Avaliação é que definição pode trazer mais objetividade às análises e gerar menos distorções em julgamentos. (Foto: Reprodução)
O julgamento sobre descriminalizar o porte de maconha para uso pessoal no Supremo Tribunal Federal (STF) ainda não tem decisão final. O placar no momento está 5 a 3 a favor da descriminalização e o ministro Dias Toffoli pediu vistas.
O colegiado formou maioria para fixar uma quantidade da droga que diferencie consumo pessoal do tráfico – não há consenso, porém, sobre o número de gramas. Em reação, o Congresso pretende votar uma proposta de emenda à Constituição (PEC) que torna crime o porte e a posse, independentemente do volume.
Juristas dizem que a definição da quantidade tem potencial de dar mais objetividade às análises dos magistrados, mas apontam limitações, como considerar as circunstâncias em que a droga foi encontrada. Já entidades médicas reforçaram nesta semana oposição à medida, sob o argumento de riscos sociais e à saúde da medida.
A legislação atual sobre o tema é de 2006. Ela possui artigos distintos para usuários e traficantes, mas não oferece um parâmetro objetivo para que essa diferença seja estabelecida pela Justiça. A partir da implementação da legislação, a população carcerária brasileira sofreu uma elevação substancial e progressiva.
No Supremo, os ministros Alexandre de Moraes e Gilmar Mendes citam em seus votos que a quantidade limite para diferenciar consumo próprio e tráfico deve ser de 60 gramas ou a posse de seis plantas fêmeas.

- Exercício
Dê continuidade ao texto sobre o julgamento da descriminalização do porte de maconha no STF, começando logo após a última frase apresentada. Os registros não têm nenhuma relação com esta atividade.

- Dados brutos
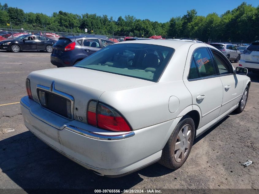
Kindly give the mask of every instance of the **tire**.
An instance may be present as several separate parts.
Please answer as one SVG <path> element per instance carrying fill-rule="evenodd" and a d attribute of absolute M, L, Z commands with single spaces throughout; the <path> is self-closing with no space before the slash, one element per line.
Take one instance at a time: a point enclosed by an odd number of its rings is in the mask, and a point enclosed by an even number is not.
<path fill-rule="evenodd" d="M 48 45 L 46 47 L 46 52 L 52 52 L 52 46 Z"/>
<path fill-rule="evenodd" d="M 247 98 L 248 98 L 248 92 L 249 91 L 249 88 L 248 86 L 247 86 L 242 95 L 242 97 L 239 101 L 238 106 L 235 110 L 235 111 L 238 113 L 241 113 L 244 110 L 246 102 L 247 101 Z"/>
<path fill-rule="evenodd" d="M 13 44 L 11 47 L 11 51 L 13 52 L 19 52 L 20 50 L 20 47 L 17 44 Z"/>
<path fill-rule="evenodd" d="M 177 169 L 181 166 L 191 151 L 195 132 L 193 120 L 189 116 L 184 116 L 175 127 L 163 149 L 159 163 L 171 169 Z M 182 158 L 183 154 L 184 156 Z"/>

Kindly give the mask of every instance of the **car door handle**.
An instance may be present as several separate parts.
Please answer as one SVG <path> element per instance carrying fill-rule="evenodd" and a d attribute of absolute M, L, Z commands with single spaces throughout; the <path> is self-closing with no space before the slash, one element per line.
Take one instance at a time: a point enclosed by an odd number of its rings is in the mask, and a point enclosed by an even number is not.
<path fill-rule="evenodd" d="M 200 100 L 203 99 L 204 99 L 205 98 L 205 94 L 201 94 L 199 96 L 197 96 L 196 97 L 196 100 Z"/>
<path fill-rule="evenodd" d="M 231 87 L 231 86 L 230 86 L 229 85 L 227 85 L 227 86 L 225 86 L 225 89 L 229 89 Z"/>

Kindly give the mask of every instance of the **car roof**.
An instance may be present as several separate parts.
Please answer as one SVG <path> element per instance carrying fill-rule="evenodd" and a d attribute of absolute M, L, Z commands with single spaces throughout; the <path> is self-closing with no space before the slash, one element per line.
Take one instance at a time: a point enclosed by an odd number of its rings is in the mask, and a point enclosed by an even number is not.
<path fill-rule="evenodd" d="M 137 43 L 141 44 L 155 44 L 170 47 L 174 49 L 177 49 L 181 46 L 185 45 L 190 46 L 193 44 L 203 44 L 204 43 L 196 43 L 192 41 L 182 41 L 177 40 L 163 40 L 163 39 L 151 39 L 142 40 L 131 40 L 131 41 L 124 41 L 115 43 L 116 44 L 125 44 Z"/>
<path fill-rule="evenodd" d="M 81 35 L 81 36 L 61 36 L 61 37 L 64 37 L 67 38 L 76 38 L 77 39 L 78 38 L 103 38 L 104 39 L 106 39 L 106 36 L 104 36 L 102 35 L 95 35 L 94 34 L 86 35 Z"/>

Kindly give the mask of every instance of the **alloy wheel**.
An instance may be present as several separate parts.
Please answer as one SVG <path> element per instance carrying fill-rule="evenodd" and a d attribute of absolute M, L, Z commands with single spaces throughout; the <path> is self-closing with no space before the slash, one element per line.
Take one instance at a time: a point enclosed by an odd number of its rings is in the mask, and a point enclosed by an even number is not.
<path fill-rule="evenodd" d="M 181 161 L 187 155 L 192 141 L 192 127 L 185 125 L 180 130 L 174 146 L 174 156 L 177 162 Z"/>
<path fill-rule="evenodd" d="M 243 94 L 243 96 L 242 96 L 242 98 L 241 99 L 240 106 L 242 109 L 244 108 L 244 107 L 246 105 L 246 103 L 247 100 L 247 94 L 248 93 L 248 91 L 247 89 L 246 89 L 244 92 L 244 93 Z"/>
<path fill-rule="evenodd" d="M 18 52 L 19 50 L 19 48 L 16 45 L 14 45 L 13 46 L 12 49 L 14 52 Z"/>
<path fill-rule="evenodd" d="M 47 51 L 49 52 L 52 52 L 52 47 L 50 46 L 47 47 Z"/>

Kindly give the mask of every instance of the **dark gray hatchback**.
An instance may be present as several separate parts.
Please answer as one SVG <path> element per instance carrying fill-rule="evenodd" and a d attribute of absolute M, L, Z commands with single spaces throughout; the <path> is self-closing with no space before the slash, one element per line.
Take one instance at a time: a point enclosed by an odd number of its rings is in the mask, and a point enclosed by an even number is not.
<path fill-rule="evenodd" d="M 58 67 L 72 66 L 114 43 L 101 35 L 60 37 L 53 45 L 50 61 Z"/>

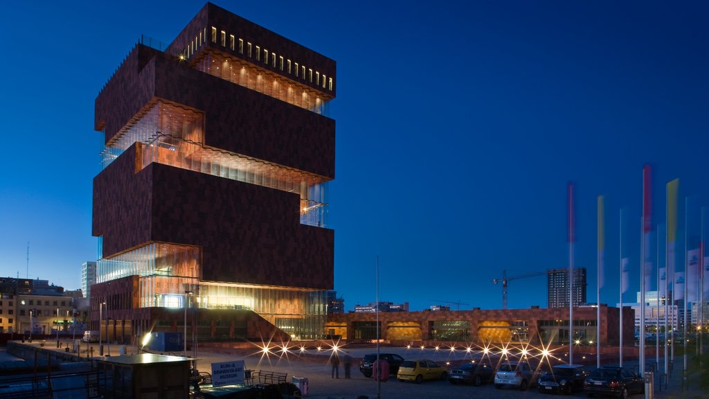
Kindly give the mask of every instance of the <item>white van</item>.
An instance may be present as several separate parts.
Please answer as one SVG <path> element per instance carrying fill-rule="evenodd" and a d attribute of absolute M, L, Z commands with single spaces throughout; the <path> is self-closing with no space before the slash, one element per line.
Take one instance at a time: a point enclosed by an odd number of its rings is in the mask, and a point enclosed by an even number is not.
<path fill-rule="evenodd" d="M 99 332 L 98 331 L 85 331 L 84 332 L 84 342 L 98 342 L 99 341 Z"/>

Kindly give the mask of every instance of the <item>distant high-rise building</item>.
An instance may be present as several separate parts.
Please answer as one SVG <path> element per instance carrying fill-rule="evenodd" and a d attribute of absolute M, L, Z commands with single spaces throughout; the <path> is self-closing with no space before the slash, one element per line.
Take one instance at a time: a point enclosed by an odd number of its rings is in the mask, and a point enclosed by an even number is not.
<path fill-rule="evenodd" d="M 84 297 L 91 296 L 91 284 L 96 284 L 96 262 L 84 262 L 82 263 L 82 291 Z"/>
<path fill-rule="evenodd" d="M 328 315 L 345 313 L 345 300 L 337 297 L 337 292 L 328 291 Z"/>
<path fill-rule="evenodd" d="M 574 305 L 586 303 L 586 268 L 574 269 Z M 549 269 L 547 272 L 547 307 L 569 306 L 569 269 Z"/>

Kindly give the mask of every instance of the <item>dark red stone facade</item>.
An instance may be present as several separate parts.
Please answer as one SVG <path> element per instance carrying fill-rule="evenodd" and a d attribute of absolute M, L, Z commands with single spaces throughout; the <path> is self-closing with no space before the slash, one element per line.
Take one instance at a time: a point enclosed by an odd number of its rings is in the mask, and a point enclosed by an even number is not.
<path fill-rule="evenodd" d="M 430 322 L 434 321 L 465 321 L 470 323 L 471 342 L 480 343 L 479 332 L 484 322 L 526 322 L 529 328 L 528 335 L 532 344 L 540 344 L 539 322 L 541 320 L 568 320 L 569 310 L 556 308 L 506 309 L 506 310 L 441 310 L 421 312 L 384 312 L 379 315 L 382 339 L 396 344 L 406 345 L 413 342 L 432 341 Z M 579 307 L 574 310 L 574 319 L 596 320 L 596 308 Z M 354 340 L 353 323 L 357 322 L 375 322 L 374 313 L 350 312 L 340 315 L 328 315 L 328 329 L 337 335 L 349 341 Z M 623 336 L 633 336 L 635 312 L 631 307 L 623 308 Z M 398 339 L 392 338 L 395 326 L 407 324 L 415 326 L 420 332 L 413 339 Z M 620 312 L 617 307 L 601 307 L 601 341 L 603 345 L 618 345 L 619 344 Z M 398 327 L 398 326 L 397 326 Z M 576 327 L 575 327 L 576 328 Z M 595 329 L 595 327 L 593 329 Z M 390 332 L 390 331 L 391 332 Z M 628 339 L 625 344 L 632 345 L 632 340 Z"/>
<path fill-rule="evenodd" d="M 334 120 L 143 45 L 133 49 L 96 98 L 94 128 L 105 131 L 108 143 L 158 99 L 203 112 L 206 146 L 335 177 Z"/>
<path fill-rule="evenodd" d="M 300 224 L 293 194 L 159 163 L 135 145 L 94 180 L 104 257 L 149 241 L 202 249 L 201 280 L 332 289 L 335 233 Z"/>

- Resultado do exercício
Já os ministros Kassio Nunes Marques e Cristiano Zanin, que votaram contra a descriminalização, estipulam uma porção de 25 gramas ou seis plantas fêmeas como limiar para distinguir os dois tipos de situação.
Outro integrante da Corte, André Mendonça defende quantidade ainda menor para a diferenciação: 10 gramas. O ministro Edson Fachin, por sua vez, entende que essa decisão não deve ser tomada pelo Judiciário, mas sim pelo Legislativo.
“Temos já uma maioria de votos pela fixação de uma quantidade diferenciadora, apenas com alguma divergência de qual será a quantidade”, disse o presidente do STF, Luís Roberto Barroso, nessa quarta.
“Considero que esse é o aspecto mais importante do nosso julgamento, fixar uma quantidade que valha indistintamente para pobres e ricos relativamente a ser ou não traficante”, completou o ministro. Como o julgamento não terminou, porém, os ministros ainda podem mudar o voto.
Para Maurício Dieter, professor de Criminologia da Faculdade de Direito da USP, o marco objetivo deve ser considerado avanço. “Assim como a idade (18 anos) é uma regra objetiva que cria segurança jurídica nessa passagem, a adoção de critérios objetivos para drogas também é importante”, afirma.
“Se não tiver um critério objetivo, permite enorme discricionariedade, tanto do ponto de vista da ação policial, quanto da interpretação do Ministério Público, como da decisão judicial”, afirma. “E essa discricionariedade, por falta de elementos objetivos, vai ser transformar em arbitrariedade.”
Entidades médicas
O Conselho Federal de Medicina (CFM) e a Associação Brasileira de Psiquiatria (ABP) reforçaram a posição contrária à descriminalização do porte de drogas. Para as entidades, a medida pode resultar no “aumento do consumo, no comprometimento da saúde (individual e coletiva) e no fortalecimento do narcotráfico”.
O poder público, dizem as entidades, deveria investir em estratégias efetivas de combate ao tráfico e melhorar a assistência médica e psicossocial aos usuários. CFM e ABP também argumentam que “não há experiência histórica ou evidência científica que mostre melhoria com a descriminalização de drogas ilícitas”.
A presidente do Instituto Igarapé, Ilona Szabó, apresentou argumento na linha oposta. Segundo a cientista política, países que já descriminalizaram o porte para consumo pessoal não tiveram alta da criminalidade.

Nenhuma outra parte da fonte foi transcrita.